(TASK DETAILS)
Reproduce all the entries beneath this sentence exactly.

(LISTED ENTRIES)
+===+

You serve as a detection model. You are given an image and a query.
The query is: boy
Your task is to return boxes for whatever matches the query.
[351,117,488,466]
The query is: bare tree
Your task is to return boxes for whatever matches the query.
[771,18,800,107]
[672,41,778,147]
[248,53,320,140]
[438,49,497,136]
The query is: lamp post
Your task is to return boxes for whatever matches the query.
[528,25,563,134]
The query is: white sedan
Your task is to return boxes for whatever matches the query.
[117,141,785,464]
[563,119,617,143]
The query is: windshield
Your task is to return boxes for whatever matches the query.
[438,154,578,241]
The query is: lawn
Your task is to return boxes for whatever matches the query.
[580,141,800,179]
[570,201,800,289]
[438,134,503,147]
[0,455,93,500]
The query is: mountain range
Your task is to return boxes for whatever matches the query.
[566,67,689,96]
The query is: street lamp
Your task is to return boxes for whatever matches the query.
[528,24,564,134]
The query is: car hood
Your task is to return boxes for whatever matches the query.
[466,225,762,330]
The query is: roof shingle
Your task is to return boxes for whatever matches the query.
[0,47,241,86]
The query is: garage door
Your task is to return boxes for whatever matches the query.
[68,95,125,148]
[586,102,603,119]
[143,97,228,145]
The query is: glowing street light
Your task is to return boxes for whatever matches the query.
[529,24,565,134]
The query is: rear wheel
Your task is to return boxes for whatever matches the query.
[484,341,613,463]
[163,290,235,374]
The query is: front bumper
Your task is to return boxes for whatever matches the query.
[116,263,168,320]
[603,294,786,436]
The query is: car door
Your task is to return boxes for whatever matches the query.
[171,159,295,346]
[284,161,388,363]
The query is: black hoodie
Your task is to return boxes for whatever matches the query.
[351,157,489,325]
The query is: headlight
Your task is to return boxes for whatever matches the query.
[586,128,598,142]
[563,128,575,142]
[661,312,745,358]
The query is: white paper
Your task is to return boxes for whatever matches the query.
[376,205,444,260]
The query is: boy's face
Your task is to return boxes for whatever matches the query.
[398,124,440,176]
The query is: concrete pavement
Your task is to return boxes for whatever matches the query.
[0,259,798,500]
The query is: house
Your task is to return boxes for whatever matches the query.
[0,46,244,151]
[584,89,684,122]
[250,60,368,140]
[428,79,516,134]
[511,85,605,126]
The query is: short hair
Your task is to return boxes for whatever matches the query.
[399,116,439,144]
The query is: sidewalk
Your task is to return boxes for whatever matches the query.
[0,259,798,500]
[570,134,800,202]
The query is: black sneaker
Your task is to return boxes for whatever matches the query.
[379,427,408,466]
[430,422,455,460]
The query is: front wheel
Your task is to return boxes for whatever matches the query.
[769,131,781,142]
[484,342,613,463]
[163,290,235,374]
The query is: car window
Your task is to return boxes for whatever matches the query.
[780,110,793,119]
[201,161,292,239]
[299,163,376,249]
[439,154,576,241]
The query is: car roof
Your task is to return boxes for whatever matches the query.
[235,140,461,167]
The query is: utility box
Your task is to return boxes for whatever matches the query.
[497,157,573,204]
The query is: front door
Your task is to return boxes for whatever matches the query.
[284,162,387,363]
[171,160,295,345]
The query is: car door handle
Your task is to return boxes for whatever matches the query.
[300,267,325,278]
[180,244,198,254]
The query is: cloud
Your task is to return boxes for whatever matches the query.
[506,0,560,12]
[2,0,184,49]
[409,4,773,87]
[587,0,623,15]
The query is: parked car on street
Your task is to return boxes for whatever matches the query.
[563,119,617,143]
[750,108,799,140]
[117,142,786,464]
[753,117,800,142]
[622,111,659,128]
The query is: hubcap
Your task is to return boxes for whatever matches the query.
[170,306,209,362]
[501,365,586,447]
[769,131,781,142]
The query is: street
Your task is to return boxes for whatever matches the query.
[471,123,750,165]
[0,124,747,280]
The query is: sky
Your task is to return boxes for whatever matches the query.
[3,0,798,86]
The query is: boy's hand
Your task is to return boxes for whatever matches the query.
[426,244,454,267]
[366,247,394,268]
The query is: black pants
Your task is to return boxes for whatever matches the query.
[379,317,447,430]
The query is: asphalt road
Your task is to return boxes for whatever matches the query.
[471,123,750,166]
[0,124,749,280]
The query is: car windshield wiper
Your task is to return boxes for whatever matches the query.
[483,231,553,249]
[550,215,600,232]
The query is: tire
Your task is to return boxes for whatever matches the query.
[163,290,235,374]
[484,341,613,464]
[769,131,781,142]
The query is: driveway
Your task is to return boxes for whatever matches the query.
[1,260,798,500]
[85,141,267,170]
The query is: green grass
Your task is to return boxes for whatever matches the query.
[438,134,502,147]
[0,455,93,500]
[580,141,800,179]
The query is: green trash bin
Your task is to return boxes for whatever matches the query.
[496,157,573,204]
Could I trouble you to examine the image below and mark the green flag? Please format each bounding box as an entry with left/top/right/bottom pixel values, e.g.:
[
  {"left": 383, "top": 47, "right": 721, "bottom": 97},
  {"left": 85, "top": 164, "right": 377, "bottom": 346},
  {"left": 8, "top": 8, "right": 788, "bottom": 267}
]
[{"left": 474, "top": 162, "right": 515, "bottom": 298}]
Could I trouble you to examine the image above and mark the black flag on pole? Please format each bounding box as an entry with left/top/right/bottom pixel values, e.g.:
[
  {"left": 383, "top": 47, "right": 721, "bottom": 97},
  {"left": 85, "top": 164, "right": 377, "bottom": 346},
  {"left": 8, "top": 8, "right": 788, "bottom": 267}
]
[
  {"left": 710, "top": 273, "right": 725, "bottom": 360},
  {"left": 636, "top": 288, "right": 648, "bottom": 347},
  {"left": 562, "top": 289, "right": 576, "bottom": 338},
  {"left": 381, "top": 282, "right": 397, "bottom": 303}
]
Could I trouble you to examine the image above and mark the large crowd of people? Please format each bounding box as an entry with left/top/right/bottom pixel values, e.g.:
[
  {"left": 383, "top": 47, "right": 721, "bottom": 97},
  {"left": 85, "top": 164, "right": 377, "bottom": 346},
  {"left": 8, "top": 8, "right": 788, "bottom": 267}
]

+===+

(OUTPUT BELOW)
You serve as a detection model. You are given an image and a query.
The query is: boy
Your task is to return boxes for whatever matches the query.
[351,117,488,466]
The query is: bare tree
Your task is to return boxes for whatever matches the query.
[771,18,800,107]
[672,41,778,147]
[248,53,320,140]
[438,49,497,136]
The query is: lamp post
Your task is to return boxes for whatever matches the query.
[528,25,563,134]
The query is: white sedan
Your task is to return boxes for whatever matches the query.
[117,141,785,464]
[563,119,617,143]
The query is: windshield
Your task is to return boxes for whatever matches the query.
[438,154,578,241]
The query is: lawn
Your task is to return boxes for whatever matches the query.
[580,141,800,179]
[570,201,800,289]
[438,134,503,147]
[0,455,93,500]
The query is: mountain range
Your task is to return boxes for whatever matches the query.
[566,67,689,96]
The query is: street lamp
Your task is to return boxes for whatever matches the query.
[528,24,564,134]
The query is: car hood
Your task is to return boxes for whatever matches the query.
[466,225,762,330]
The query is: roof shingle
Your task is to return boxes for whatever matches the query.
[0,47,241,86]
The query is: garage door
Your task is to return boxes for whatever matches the query.
[68,95,125,148]
[586,102,603,119]
[143,97,228,145]
The query is: glowing street light
Your task is to return boxes for whatever matches the query.
[529,24,565,134]
The query is: rear wheel
Your task is to return boxes for whatever matches the query.
[484,341,613,463]
[163,290,235,374]
The query is: front bumper
Your task is to return boxes for whatever matches the query.
[116,263,168,320]
[603,294,786,436]
The query is: car door
Your task is to return boxes for whatever matches the query.
[171,159,295,346]
[284,161,388,363]
The query is: black hoodie
Your task is to return boxes for whatever matches the query.
[351,157,489,325]
The query is: headlight
Your task is to return boxes for whatever matches the query.
[586,128,598,142]
[563,128,575,142]
[661,312,745,358]
The query is: white paper
Your task is to return boxes for whatever matches the query.
[376,205,444,260]
The query is: boy's face
Your task is to return boxes for whatever matches the query.
[398,124,440,176]
The query is: concrete pavement
Your task is to return boxes for whatever matches the query.
[0,259,798,500]
The query is: house
Your task is to return boxes for whatever matches the query.
[0,46,244,151]
[584,89,684,122]
[250,60,368,140]
[428,79,516,134]
[511,85,605,126]
The query is: short hair
Your task is to return boxes for whatever matches the query.
[399,116,439,144]
The query is: sidewalk
Your task is to return boxes for whatever matches the query.
[0,259,798,500]
[570,134,800,202]
The query is: black sneaker
Your task is to return boxes for whatever matches the query.
[379,427,408,466]
[430,422,455,460]
The query is: front wheel
Your task is to return boxes for whatever matches the query.
[769,131,781,142]
[484,342,613,463]
[163,290,235,374]
The query is: car window
Your task is to return boxes for whatever matches the query.
[780,110,793,119]
[201,161,292,239]
[299,163,376,249]
[439,154,576,241]
The query is: car roof
Your task is to return boxes for whatever matches the query.
[235,140,461,167]
The query is: utility box
Your task is to return boxes for whatever matches the query.
[497,157,573,204]
The query is: front door
Your task is to return boxes for whatever matches the query.
[284,162,387,363]
[171,160,295,345]
The query is: car door handle
Your task is to return boxes for whatever matches the query.
[300,267,325,278]
[180,244,198,254]
The query is: cloud
Your task is to return boxes for whatever matches the query.
[506,0,560,12]
[2,0,184,49]
[409,4,773,87]
[587,0,623,15]
The query is: parked car on street
Your task is to return boxes for whatever matches the query.
[563,119,617,143]
[750,108,799,140]
[117,142,786,464]
[753,117,800,142]
[622,111,659,128]
The query is: hubcap
Your task is to return boxes for whatever matches the query.
[170,306,209,362]
[501,365,586,447]
[769,131,781,142]
The query is: street
Your task is to return boxes for whatever matches the query.
[471,123,750,165]
[0,124,747,280]
The query is: sky
Your task is to return boxes for whatever matches the query.
[3,0,798,86]
The query is: boy's hand
Your task is to return boxes for whatever matches the query.
[426,244,454,267]
[366,247,394,268]
The query is: black pants
Your task is to return boxes for whatever matches the query.
[379,317,447,430]
The query is: asphalt road
Your task is to return boxes for whatever matches the query.
[471,123,750,166]
[0,124,749,280]
The query is: car windshield wiper
Your task is to return boxes for whatever matches the query.
[483,231,553,249]
[550,215,600,232]
The query is: tire
Your task is to return boxes for whatever matches the query.
[163,290,235,374]
[484,341,613,464]
[769,131,781,142]
The query is: driveway
Your task is to return boxes for whatever matches the query.
[1,260,798,500]
[85,141,267,170]
The query is: green grass
Your task is to return boxes for whatever matches the query.
[438,134,502,147]
[0,455,93,500]
[580,141,800,179]
The query is: green trash bin
Your task is to return boxes for whatever matches the query.
[496,157,573,204]
Could I trouble you to examine the image below and mark the green flag? Please format each bounding box as an entry with left/top/right/bottom pixel values, e.g.:
[
  {"left": 383, "top": 47, "right": 721, "bottom": 97},
  {"left": 85, "top": 164, "right": 377, "bottom": 346},
  {"left": 8, "top": 8, "right": 788, "bottom": 267}
]
[{"left": 474, "top": 162, "right": 515, "bottom": 298}]
Could I trouble you to examine the image above and mark the black flag on pole? Please format each bounding box as an entry with left/top/right/bottom pixel values, e.g.:
[
  {"left": 383, "top": 47, "right": 721, "bottom": 97},
  {"left": 85, "top": 164, "right": 377, "bottom": 346},
  {"left": 8, "top": 8, "right": 788, "bottom": 267}
]
[
  {"left": 710, "top": 273, "right": 725, "bottom": 360},
  {"left": 636, "top": 288, "right": 648, "bottom": 347},
  {"left": 562, "top": 289, "right": 576, "bottom": 338},
  {"left": 381, "top": 282, "right": 397, "bottom": 303}
]
Could I trouble you to examine the image above and mark the large crowd of people? Please format each bounding box as an entry with left/top/right/bottom pixel values, e.g.:
[
  {"left": 383, "top": 47, "right": 721, "bottom": 97},
  {"left": 85, "top": 164, "right": 377, "bottom": 346},
  {"left": 8, "top": 8, "right": 788, "bottom": 267}
]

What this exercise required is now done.